> **ABOUT THIS TASK**: Make an exact copy of the lines from the one containing "Could you please point to the door" to the end of the records below, and leave out everything else.

> **DATASET RECORDS**:
◇ ◇ ◇ ◇ ◇ ◇ ◇

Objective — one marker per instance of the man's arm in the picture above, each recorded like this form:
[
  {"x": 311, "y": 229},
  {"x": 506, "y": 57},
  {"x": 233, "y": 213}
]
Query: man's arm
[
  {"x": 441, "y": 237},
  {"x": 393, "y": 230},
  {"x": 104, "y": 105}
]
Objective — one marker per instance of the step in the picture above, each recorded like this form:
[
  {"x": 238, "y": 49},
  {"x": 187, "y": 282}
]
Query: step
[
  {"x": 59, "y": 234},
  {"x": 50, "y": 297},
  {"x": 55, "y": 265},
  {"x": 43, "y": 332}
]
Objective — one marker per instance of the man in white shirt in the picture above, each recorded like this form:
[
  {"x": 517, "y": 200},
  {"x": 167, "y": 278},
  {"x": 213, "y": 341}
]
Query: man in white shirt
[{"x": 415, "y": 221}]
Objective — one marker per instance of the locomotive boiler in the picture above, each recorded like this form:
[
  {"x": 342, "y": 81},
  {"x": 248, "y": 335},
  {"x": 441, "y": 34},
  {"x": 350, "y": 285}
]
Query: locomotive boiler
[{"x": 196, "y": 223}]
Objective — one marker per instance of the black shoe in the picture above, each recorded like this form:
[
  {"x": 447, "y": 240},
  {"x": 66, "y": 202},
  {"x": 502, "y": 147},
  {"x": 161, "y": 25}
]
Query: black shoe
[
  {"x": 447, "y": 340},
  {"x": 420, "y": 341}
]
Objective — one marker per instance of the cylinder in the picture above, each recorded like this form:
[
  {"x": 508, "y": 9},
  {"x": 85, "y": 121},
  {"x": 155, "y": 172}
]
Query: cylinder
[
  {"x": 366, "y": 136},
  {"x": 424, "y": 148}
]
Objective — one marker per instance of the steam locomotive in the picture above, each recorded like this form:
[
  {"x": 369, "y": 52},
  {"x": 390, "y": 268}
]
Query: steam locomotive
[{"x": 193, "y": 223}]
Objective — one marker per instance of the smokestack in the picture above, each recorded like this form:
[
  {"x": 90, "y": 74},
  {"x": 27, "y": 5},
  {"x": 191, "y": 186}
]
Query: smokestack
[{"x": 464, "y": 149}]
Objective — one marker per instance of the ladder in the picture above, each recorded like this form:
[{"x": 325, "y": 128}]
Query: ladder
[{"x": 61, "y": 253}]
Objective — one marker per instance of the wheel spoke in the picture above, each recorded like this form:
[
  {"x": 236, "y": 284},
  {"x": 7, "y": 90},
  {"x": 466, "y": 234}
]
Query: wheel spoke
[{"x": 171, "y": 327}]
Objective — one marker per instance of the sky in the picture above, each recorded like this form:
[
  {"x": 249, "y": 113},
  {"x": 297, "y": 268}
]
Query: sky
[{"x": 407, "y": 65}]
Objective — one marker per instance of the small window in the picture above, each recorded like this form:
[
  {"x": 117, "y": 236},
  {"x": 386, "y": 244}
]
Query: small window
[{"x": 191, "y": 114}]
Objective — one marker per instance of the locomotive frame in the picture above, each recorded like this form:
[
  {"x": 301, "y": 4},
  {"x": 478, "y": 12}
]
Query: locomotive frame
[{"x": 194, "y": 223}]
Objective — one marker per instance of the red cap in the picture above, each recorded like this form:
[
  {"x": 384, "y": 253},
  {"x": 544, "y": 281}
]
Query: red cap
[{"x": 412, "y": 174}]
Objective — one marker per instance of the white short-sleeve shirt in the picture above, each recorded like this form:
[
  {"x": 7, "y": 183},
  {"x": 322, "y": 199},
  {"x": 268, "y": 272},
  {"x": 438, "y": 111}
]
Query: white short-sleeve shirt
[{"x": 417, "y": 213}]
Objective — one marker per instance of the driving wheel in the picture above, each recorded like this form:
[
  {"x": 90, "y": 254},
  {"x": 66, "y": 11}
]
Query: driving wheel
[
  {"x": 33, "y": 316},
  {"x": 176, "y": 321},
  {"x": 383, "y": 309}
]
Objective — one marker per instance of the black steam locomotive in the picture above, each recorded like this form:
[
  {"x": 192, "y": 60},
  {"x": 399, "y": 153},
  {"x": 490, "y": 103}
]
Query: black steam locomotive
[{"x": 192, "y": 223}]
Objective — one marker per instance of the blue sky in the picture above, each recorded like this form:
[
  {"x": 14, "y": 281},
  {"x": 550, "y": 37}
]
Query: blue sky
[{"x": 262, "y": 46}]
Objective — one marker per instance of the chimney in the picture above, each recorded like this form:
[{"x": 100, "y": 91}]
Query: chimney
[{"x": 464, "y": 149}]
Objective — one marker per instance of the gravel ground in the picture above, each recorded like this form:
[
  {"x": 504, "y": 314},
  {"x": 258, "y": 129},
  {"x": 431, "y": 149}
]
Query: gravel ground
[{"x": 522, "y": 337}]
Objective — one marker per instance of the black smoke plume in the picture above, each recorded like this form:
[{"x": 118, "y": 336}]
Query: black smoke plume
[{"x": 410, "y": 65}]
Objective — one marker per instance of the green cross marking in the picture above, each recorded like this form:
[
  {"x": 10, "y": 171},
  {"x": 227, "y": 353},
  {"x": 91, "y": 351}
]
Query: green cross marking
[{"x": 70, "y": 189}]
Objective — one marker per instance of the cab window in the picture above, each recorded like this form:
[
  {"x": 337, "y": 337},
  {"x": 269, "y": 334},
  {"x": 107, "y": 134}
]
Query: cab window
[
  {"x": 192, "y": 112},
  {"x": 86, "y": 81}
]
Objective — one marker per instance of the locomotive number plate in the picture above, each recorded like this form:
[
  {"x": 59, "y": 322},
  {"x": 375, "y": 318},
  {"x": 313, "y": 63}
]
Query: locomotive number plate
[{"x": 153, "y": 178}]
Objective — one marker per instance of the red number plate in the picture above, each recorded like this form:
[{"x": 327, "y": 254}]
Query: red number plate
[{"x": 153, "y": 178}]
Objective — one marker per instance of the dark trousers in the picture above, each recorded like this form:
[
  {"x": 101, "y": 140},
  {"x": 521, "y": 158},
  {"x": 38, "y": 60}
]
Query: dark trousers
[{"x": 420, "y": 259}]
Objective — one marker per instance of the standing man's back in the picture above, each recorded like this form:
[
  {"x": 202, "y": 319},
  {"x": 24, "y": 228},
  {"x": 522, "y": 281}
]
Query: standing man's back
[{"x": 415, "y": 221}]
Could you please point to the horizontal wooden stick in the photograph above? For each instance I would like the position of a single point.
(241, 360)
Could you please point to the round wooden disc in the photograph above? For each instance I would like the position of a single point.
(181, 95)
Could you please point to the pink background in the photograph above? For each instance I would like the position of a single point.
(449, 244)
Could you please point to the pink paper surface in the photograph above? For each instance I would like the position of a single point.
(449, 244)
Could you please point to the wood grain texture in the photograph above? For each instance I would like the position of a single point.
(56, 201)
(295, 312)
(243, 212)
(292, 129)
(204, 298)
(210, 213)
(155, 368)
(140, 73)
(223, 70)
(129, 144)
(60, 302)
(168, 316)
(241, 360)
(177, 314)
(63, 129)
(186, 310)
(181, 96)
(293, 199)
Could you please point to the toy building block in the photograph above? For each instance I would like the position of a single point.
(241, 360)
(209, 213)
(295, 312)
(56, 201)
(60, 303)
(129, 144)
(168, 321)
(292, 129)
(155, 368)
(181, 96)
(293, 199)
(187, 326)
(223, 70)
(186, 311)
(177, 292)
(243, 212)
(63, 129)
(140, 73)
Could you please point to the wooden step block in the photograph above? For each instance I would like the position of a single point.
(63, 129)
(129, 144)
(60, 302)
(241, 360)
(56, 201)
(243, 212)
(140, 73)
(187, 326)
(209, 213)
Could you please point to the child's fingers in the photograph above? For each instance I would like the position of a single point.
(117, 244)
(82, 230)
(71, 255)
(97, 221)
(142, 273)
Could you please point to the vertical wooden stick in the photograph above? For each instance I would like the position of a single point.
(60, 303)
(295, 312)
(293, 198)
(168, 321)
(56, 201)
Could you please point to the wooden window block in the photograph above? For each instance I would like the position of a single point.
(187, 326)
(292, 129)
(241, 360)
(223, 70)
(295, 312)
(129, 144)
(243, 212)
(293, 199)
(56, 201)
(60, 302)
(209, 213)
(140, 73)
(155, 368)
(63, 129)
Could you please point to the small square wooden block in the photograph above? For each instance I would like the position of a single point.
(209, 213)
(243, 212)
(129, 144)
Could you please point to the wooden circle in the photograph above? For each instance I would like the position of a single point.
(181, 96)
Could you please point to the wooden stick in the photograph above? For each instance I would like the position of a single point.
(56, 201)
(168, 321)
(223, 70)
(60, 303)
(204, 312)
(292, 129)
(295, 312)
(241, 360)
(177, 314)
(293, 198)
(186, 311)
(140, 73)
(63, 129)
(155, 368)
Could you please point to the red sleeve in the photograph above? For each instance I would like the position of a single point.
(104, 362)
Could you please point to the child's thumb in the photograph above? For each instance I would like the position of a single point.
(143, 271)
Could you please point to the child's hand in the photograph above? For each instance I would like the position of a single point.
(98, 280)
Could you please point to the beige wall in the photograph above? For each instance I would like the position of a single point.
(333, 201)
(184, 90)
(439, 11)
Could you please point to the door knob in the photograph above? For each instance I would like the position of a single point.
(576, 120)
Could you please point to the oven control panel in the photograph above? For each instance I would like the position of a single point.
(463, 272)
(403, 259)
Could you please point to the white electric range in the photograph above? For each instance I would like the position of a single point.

◇ ◇ ◇ ◇ ◇ ◇ ◇

> **THE COMPLETED TASK**:
Could you please point to the door knob in the photograph above? For each instance I would like the position of a single point.
(576, 120)
Could you please point to the oven control panel in the photograph above? For each instance I would like the position of a single point.
(463, 272)
(403, 259)
Could you please point to the white electric range in the photograph above? For each instance I would like the position of a single point.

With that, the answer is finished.